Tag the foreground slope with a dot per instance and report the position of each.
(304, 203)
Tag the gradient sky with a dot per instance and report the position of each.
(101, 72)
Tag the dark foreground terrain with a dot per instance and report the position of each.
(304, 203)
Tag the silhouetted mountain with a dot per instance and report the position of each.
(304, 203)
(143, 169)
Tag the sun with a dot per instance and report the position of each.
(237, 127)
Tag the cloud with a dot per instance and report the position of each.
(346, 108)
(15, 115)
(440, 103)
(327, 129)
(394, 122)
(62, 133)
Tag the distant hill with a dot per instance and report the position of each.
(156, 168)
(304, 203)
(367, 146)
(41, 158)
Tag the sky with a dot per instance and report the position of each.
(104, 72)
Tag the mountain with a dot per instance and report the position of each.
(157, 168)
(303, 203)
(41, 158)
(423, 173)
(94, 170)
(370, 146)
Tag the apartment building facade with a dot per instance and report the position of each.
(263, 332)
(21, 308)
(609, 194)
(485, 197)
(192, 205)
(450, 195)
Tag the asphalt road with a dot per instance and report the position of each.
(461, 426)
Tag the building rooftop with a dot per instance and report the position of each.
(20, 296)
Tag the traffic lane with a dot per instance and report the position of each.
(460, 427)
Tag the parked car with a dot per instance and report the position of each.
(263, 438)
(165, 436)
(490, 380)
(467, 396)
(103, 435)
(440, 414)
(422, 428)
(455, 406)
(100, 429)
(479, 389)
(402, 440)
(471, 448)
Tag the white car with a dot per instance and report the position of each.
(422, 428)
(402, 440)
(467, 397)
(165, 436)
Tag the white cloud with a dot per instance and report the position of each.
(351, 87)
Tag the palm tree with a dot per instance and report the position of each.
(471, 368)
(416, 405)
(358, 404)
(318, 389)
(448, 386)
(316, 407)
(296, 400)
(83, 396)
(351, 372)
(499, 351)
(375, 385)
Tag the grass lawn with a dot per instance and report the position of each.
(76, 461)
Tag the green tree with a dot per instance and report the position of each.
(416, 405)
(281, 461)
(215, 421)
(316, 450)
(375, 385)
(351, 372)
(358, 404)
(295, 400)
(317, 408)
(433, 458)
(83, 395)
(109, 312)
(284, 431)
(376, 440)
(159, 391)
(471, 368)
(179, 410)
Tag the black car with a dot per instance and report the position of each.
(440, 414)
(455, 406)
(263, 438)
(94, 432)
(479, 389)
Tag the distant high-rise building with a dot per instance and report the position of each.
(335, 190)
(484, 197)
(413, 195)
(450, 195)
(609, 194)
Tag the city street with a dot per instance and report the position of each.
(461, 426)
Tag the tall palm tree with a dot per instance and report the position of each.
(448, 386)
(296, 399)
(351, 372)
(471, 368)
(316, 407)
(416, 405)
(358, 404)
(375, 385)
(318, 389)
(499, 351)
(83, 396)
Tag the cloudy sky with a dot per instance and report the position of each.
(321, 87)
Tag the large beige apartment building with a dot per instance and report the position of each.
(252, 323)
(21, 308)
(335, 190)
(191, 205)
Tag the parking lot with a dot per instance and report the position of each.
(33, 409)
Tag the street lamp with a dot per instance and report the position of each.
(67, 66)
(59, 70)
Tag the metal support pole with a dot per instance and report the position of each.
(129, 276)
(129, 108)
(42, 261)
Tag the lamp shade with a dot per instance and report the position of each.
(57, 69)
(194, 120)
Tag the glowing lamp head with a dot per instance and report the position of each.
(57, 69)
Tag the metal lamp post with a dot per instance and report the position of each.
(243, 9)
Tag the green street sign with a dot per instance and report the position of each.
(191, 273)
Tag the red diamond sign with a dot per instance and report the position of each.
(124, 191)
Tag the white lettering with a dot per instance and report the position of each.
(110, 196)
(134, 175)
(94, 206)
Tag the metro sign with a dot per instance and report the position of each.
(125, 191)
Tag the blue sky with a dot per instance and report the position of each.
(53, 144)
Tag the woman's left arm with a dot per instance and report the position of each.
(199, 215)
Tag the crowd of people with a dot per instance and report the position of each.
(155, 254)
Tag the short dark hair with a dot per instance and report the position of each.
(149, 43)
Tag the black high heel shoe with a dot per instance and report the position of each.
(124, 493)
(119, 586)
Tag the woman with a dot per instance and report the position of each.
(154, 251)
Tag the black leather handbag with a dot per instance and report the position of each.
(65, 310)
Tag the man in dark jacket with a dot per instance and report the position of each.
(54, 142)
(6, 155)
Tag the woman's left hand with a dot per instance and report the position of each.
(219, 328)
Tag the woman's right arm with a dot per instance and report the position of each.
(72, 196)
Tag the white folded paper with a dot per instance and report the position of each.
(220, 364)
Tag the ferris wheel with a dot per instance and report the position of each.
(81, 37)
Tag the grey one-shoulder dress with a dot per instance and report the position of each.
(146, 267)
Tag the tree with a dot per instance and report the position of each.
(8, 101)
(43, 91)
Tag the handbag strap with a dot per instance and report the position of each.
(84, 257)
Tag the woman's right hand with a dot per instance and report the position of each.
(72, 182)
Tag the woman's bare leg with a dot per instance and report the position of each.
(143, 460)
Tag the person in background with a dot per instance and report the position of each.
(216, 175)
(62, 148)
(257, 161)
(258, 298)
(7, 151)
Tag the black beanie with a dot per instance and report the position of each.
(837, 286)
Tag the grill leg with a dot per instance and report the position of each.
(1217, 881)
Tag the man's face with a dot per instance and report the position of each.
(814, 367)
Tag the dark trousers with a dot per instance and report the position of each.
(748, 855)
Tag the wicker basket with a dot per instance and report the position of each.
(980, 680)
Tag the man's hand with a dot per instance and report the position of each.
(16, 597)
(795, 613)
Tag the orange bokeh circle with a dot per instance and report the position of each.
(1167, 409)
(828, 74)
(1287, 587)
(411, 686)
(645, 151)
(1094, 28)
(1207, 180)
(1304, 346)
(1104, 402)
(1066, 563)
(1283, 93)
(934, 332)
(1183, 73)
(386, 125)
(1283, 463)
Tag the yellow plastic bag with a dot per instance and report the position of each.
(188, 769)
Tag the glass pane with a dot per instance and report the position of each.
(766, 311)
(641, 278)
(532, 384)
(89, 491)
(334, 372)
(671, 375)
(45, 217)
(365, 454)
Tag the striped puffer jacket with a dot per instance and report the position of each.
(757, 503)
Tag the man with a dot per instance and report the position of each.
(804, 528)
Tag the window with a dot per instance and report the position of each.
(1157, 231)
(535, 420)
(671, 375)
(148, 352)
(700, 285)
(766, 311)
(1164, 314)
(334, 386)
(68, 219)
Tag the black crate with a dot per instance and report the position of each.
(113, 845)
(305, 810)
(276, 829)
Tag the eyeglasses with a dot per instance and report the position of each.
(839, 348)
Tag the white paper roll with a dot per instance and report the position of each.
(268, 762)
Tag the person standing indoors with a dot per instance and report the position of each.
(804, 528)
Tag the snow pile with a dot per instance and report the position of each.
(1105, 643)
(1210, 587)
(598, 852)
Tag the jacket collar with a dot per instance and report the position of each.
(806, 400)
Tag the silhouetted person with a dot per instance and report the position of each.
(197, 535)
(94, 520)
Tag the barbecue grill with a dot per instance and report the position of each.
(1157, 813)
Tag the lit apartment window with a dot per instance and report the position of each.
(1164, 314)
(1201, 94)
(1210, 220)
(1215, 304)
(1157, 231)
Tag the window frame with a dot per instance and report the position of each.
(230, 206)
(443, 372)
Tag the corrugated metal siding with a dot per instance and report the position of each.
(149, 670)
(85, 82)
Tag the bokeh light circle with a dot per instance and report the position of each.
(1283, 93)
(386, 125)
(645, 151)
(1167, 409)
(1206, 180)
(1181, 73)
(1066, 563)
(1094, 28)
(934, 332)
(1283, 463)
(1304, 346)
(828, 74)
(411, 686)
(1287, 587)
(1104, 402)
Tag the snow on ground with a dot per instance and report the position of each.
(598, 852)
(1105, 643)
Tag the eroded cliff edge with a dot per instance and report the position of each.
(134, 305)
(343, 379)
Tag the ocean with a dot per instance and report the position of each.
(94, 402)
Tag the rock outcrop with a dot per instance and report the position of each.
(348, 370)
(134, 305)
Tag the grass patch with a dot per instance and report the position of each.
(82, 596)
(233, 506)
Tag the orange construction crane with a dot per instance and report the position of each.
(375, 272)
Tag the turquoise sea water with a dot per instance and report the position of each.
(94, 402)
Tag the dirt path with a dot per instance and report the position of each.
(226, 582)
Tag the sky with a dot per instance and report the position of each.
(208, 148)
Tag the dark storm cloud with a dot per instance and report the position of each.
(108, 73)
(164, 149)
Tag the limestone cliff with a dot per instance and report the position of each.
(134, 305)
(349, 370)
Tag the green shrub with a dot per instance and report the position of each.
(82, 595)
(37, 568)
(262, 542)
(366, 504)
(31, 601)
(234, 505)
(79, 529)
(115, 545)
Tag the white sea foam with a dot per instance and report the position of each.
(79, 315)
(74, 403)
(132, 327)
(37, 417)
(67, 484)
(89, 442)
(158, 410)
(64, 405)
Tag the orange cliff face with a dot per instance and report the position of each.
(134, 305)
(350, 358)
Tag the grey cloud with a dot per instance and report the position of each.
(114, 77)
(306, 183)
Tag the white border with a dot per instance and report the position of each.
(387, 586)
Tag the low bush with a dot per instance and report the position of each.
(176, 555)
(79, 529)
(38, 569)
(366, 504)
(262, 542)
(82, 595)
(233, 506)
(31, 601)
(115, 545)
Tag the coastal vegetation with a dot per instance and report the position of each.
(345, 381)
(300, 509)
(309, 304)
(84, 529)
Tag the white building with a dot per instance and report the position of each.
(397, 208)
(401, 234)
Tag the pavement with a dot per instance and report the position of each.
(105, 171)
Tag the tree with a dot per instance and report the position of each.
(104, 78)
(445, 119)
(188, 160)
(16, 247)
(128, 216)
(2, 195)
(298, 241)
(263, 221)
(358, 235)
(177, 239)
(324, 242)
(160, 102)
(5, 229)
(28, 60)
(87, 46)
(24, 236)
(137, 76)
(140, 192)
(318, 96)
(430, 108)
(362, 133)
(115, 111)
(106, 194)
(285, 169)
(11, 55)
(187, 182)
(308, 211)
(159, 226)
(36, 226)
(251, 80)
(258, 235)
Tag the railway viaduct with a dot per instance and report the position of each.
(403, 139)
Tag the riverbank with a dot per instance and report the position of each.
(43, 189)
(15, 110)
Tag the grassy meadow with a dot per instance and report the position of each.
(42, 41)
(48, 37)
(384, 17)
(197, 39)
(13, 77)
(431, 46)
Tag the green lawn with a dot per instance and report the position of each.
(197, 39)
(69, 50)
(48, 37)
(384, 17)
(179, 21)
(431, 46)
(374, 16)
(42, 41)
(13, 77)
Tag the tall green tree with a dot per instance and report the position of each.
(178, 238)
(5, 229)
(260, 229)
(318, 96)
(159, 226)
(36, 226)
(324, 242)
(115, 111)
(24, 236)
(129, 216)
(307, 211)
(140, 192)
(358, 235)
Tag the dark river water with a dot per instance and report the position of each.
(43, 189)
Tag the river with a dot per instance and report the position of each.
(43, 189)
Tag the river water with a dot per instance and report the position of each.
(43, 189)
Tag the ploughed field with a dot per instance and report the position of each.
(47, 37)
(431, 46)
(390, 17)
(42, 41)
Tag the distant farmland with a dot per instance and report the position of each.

────────────────────

:: STATED EXERCISE ::
Rewrite the lines from the one containing "Tag the ploughed" through the last line, switching "distant farmland" to "remote farmland" and leaving everything else unchanged.

:: FINAL RESULT ::
Tag the ploughed field with a dot per instance and report the position of each.
(47, 37)
(431, 46)
(390, 17)
(42, 41)
Tag the remote farmland with a dot per instance and report the position of each.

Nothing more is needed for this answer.